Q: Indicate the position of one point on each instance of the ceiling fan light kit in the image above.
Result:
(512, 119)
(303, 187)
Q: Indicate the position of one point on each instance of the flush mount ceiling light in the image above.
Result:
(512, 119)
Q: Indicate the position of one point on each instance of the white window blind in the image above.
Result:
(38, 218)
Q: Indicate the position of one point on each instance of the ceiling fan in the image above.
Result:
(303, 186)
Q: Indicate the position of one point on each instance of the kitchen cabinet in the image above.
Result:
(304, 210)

==

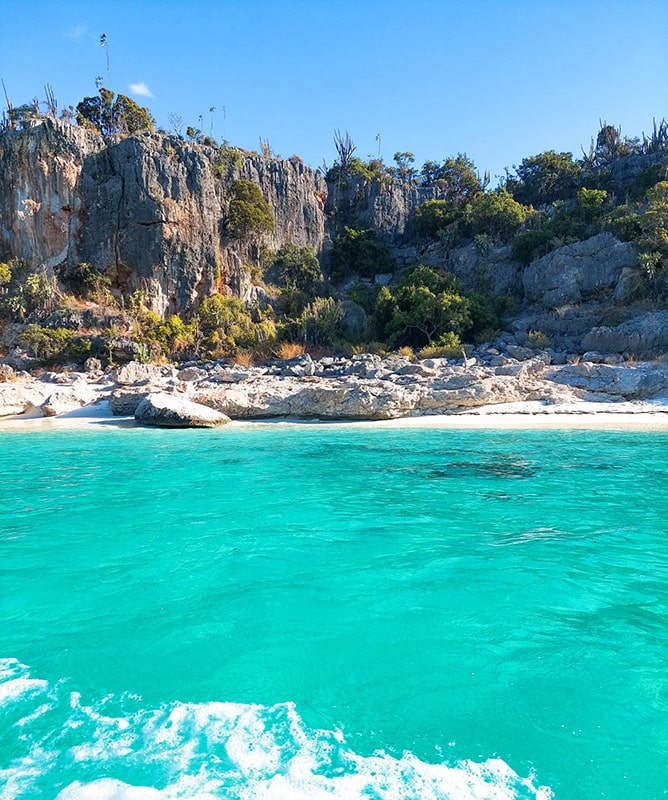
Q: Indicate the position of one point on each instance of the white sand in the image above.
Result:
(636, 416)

==

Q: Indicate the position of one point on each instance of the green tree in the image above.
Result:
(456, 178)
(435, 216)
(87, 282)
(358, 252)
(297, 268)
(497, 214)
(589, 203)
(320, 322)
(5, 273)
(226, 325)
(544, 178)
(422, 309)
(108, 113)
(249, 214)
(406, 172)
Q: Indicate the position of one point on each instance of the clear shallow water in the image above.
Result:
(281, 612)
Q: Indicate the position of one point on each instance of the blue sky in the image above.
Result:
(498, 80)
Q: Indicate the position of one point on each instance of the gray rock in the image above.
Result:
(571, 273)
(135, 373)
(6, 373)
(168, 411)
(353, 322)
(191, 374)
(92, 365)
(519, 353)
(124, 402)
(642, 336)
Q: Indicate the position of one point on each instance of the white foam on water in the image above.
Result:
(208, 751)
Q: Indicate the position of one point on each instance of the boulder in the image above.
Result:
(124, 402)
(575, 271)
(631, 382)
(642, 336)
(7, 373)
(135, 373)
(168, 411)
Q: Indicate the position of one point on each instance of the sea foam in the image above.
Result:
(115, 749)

What you need to do :: Within the listing above, work out how many lines hold "ceiling", and answer with that number only.

Your response :: 3